_CHALLENGE 1_: Arrange the records from the line with "Practice step: locate the sepia" to the line with "point(672, 50)" as a numbered list, leaving out blank lines.

_EXTRACT TO READ_:
▬▬▬▬▬▬▬▬▬▬

If you’ve lately spent any time in a toy store, you’ve no doubt noted the highly promoted “Scene It” series of movie trivia games. If you’re a novice at movie trivia, then you may enjoy this simplistic turn at an interactive game that incorporates the use of DVD clips with the traditional board game. However, if you have even the most remote knowledge of all things movies, you’ll more likely be bored than entertained.
As a big fan of the cinema, I am on the constant lookout for any and all new or interesting venues of movie trivia. Many years ago I was excited when the makers of the original “Trivial Pursuit” game came out with a classic “Silver Screen” edition. The questions were all of varying interests in a multitude of categories covering antics on, off and behind the scenes of movies spanning decades from “Birth of a Nation” to “Star Wars”. I found the game to be full of terrific information and I used it as an educational tool, often in a flashcard fashion. It was a challenging game — in fact, too challenging for the general public. Most people found the game too difficult to play, prompting the makers to stop further production. Today, the “Trivial Pursuit, Silver Screen Edition” can only be found online, and I treasure my set, perusing it on a regular basis. All future ventures into the realm of movie trivia would indeed have a high set of standards to meet.

▬▬▬▬▬▬▬▬▬▬

_SUPPLIED MATERIAL_:
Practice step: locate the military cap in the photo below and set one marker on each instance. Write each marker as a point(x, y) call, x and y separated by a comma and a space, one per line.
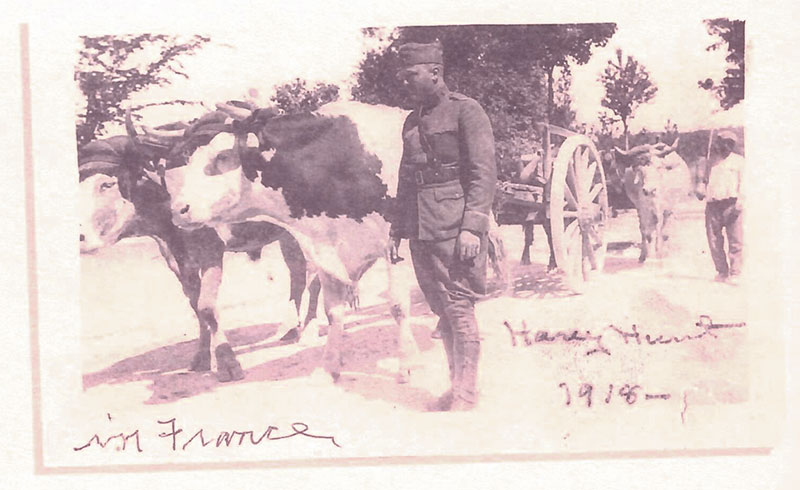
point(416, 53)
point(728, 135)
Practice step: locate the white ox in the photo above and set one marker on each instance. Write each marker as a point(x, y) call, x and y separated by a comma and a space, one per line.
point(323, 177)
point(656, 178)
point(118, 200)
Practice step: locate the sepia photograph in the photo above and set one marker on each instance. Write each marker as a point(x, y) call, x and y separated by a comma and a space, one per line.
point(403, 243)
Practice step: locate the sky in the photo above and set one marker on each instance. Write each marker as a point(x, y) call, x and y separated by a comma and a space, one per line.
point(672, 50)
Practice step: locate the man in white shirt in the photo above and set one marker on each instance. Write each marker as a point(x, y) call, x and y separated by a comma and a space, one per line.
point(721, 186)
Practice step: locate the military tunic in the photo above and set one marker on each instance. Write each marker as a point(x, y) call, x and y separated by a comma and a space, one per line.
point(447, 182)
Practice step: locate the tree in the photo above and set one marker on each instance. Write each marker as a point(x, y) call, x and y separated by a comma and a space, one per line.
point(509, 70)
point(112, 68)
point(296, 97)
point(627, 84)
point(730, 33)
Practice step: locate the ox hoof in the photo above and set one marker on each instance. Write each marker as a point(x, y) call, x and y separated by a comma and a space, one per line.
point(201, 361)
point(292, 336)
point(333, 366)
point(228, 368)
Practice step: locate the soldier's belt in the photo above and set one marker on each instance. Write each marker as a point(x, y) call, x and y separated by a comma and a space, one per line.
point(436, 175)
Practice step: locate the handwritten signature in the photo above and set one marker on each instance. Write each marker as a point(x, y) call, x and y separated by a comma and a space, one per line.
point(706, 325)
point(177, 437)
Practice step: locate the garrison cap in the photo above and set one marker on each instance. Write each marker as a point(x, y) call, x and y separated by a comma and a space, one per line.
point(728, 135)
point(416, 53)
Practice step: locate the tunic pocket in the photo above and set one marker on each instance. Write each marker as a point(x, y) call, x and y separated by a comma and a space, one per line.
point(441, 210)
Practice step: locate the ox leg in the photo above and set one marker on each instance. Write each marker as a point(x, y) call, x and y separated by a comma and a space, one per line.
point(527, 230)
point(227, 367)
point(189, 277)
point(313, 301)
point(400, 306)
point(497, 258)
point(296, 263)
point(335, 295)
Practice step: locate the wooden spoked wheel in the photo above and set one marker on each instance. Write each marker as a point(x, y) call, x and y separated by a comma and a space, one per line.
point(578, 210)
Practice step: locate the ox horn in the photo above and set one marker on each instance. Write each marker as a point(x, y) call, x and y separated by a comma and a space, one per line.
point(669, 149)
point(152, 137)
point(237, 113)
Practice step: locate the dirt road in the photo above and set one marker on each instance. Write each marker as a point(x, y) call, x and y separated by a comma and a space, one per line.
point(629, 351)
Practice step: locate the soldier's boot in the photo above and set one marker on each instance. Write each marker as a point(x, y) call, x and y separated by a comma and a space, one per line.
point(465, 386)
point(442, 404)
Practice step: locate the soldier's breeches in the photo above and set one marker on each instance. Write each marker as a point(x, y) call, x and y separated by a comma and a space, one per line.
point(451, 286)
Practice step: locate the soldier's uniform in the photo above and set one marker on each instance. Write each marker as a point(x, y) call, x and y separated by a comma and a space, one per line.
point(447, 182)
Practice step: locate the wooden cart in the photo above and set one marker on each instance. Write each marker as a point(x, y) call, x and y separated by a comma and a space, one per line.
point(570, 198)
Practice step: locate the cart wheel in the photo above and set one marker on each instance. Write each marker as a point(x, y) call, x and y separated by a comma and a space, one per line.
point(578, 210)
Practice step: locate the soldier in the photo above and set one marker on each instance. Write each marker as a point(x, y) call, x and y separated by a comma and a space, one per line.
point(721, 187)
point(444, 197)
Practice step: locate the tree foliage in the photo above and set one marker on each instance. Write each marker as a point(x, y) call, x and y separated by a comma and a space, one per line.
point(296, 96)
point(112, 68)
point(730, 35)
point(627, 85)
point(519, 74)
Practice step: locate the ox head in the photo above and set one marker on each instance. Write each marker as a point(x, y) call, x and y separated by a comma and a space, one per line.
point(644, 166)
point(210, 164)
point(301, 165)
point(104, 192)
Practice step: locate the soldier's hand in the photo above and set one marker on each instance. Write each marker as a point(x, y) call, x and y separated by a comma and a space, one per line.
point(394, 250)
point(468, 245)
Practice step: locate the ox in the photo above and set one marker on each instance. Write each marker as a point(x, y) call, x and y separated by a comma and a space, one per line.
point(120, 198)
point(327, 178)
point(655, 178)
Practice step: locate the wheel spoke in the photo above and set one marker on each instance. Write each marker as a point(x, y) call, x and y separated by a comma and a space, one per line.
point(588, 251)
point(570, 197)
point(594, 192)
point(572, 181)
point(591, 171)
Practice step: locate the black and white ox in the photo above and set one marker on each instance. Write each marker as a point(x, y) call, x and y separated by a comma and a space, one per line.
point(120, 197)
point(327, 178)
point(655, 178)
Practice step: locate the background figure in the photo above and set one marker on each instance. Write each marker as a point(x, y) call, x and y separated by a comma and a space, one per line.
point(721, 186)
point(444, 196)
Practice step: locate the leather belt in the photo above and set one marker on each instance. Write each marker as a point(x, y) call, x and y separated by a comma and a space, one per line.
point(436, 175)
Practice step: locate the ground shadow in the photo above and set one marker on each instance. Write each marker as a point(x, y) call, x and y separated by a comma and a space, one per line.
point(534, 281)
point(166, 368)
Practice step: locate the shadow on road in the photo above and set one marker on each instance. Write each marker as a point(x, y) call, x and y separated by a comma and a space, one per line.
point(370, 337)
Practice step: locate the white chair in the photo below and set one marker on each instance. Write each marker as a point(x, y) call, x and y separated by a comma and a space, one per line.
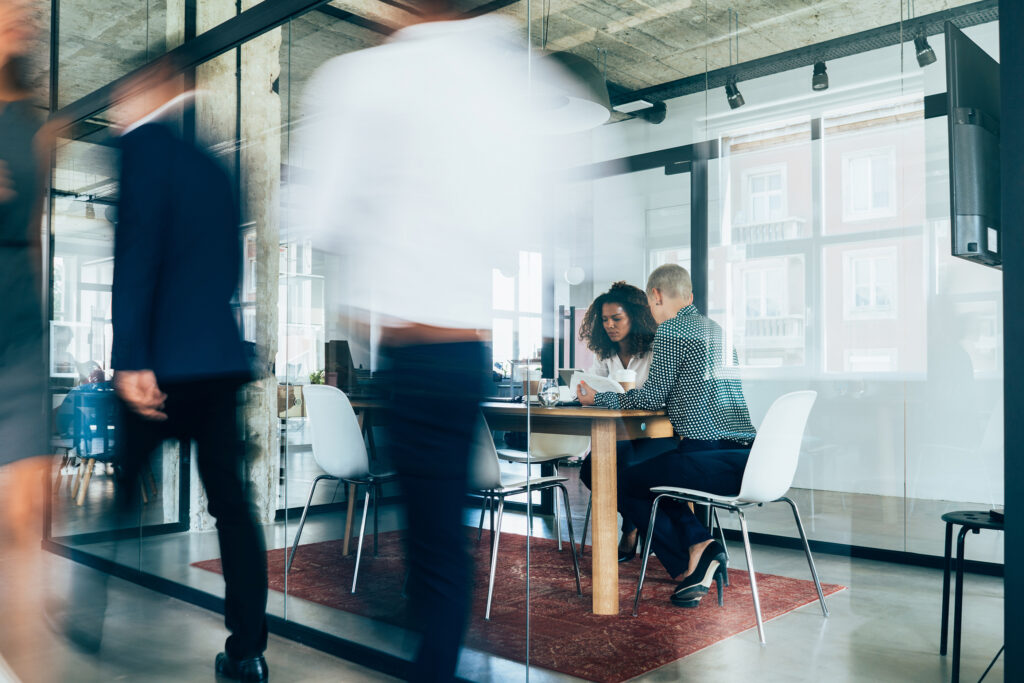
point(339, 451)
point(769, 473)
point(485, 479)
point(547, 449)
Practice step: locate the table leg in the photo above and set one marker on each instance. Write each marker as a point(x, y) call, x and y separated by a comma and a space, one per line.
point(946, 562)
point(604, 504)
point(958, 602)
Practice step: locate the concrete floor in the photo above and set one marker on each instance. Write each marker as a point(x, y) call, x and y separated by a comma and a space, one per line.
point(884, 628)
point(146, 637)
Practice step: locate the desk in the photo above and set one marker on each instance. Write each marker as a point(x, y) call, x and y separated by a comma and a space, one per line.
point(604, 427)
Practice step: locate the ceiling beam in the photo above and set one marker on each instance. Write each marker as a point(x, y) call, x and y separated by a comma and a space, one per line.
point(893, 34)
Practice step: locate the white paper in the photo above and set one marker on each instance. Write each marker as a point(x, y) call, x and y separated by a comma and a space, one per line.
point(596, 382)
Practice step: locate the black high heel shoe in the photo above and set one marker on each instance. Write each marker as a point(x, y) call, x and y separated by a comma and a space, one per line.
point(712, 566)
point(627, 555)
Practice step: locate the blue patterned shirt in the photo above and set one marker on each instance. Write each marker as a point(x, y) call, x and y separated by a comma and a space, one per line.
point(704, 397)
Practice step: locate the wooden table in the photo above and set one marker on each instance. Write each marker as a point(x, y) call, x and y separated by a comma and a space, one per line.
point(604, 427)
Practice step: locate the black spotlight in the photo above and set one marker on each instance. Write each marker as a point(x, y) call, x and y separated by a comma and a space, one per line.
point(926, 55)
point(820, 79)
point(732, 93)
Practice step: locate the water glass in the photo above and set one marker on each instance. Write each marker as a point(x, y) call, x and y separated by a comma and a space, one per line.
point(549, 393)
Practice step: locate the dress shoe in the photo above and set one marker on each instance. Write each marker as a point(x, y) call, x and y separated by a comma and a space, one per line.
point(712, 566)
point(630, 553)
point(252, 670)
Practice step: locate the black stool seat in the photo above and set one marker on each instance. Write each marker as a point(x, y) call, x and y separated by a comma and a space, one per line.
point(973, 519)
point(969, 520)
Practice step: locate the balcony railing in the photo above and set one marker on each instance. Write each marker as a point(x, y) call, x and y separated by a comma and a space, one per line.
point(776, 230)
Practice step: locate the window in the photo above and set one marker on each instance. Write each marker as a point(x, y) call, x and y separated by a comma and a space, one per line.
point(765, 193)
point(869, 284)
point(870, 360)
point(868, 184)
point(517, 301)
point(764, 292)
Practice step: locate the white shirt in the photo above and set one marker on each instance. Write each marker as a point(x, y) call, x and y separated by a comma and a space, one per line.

▬▬▬▬▬▬▬▬▬▬

_CHALLENGE 2_: Rewrite the movie trivia text from "If you’ve lately" to "bored than entertained.", and swap "toy store" for "game shop".

_PROBLEM SOLUTION 1_:
1. Practice step: locate the sepia photograph in the photo above and set one marker on each instance. Write each marker as a point(x, y) call, x and y separated by a comma and a space, one per line.
2. point(403, 243)
3. Practice step: locate the sky in the photo above and set one marker on each instance. Write each marker as a point(x, y) call, x and y separated by a comma and a space, one per line.
4. point(672, 50)

_PROBLEM SOLUTION 2_:
If you’ve lately spent any time in a game shop, you’ve no doubt noted the highly promoted “Scene It” series of movie trivia games. If you’re a novice at movie trivia, then you may enjoy this simplistic turn at an interactive game that incorporates the use of DVD clips with the traditional board game. However, if you have even the most remote knowledge of all things movies, you’ll more likely be bored than entertained.